The British Army is setting up a new unit that will use “psychological operations” and social media to help fight wars.

BBC News reports:

Head of the Army General Sir Nick Carter said the move was about trying to operate “smarter”.

The 77th Brigade, made up of reservists and regular troops and based in Hermitage, Berkshire, will be formally created in April.

It has been inspired by the Chindits who fought in Burma in World War Two.

An Army spokesman said the unit would “play a key part in enabling the UK to fight in the information age” and that it “consists of more than just traditional capabilities”.

He said: “77 Brigade is being created to draw together a host of existing and developing capabilities essential to meet the challenges of modern conflict and warfare.

“It recognises that the actions of others in a modern battlefield can be affected in ways that are not necessarily violent and it draws heavily on important lessons from our commitments to operations in Afghanistan amongst others.”

Recruitment for the brigade, which will contain 42% reservist troops, will begin this spring.

Its members will come from the Royal Navy and RAF as well as from the Army.

The unit will also look to find “new ways of allowing civilians with bespoke skills to serve alongside their military counterparts”.

== Set problem ==
From the passage about the 77th Brigade, turn the paragraph beginning "The 77th Brigade, made up of" into a short list of its main facts. The material after the passage isn't needed.

== Recorded information ==
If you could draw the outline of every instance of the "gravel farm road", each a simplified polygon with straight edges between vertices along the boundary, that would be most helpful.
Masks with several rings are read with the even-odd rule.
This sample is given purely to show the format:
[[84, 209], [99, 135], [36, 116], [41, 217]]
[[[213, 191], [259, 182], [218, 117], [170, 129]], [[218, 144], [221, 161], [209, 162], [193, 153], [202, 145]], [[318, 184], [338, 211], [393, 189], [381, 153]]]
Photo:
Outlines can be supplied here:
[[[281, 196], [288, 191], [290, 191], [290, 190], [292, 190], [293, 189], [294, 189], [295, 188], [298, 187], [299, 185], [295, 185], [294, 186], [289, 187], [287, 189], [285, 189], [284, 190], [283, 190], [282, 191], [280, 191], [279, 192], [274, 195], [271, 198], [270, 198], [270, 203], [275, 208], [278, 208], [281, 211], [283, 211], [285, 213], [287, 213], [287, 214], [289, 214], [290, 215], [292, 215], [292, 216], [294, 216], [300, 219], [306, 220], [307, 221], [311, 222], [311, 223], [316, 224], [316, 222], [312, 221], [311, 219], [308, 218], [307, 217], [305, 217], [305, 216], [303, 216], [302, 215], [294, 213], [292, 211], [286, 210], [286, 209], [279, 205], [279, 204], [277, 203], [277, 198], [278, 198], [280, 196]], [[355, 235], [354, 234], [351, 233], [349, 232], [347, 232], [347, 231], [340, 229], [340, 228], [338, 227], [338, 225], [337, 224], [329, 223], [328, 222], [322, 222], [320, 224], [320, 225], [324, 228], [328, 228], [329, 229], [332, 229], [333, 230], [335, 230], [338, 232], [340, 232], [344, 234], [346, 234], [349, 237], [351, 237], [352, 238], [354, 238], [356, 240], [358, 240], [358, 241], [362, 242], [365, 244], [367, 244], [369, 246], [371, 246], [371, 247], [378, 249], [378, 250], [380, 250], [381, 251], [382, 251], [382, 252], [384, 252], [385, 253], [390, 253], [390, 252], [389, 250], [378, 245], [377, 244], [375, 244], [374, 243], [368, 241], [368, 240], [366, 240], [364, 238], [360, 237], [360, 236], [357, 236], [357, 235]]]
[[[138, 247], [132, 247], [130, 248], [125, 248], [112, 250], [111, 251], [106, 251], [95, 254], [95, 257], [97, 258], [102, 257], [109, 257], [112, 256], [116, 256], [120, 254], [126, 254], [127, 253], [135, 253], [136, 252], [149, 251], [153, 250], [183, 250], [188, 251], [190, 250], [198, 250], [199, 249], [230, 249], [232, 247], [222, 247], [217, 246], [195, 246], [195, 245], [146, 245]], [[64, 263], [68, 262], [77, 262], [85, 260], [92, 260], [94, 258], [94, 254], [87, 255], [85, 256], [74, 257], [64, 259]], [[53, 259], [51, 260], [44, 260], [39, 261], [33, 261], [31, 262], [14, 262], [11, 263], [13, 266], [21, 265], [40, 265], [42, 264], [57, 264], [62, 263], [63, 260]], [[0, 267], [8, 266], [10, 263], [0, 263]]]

== The reply ==
- Made up of reservists and regular troops
- Based in Hermitage, Berkshire
- To be formally created in April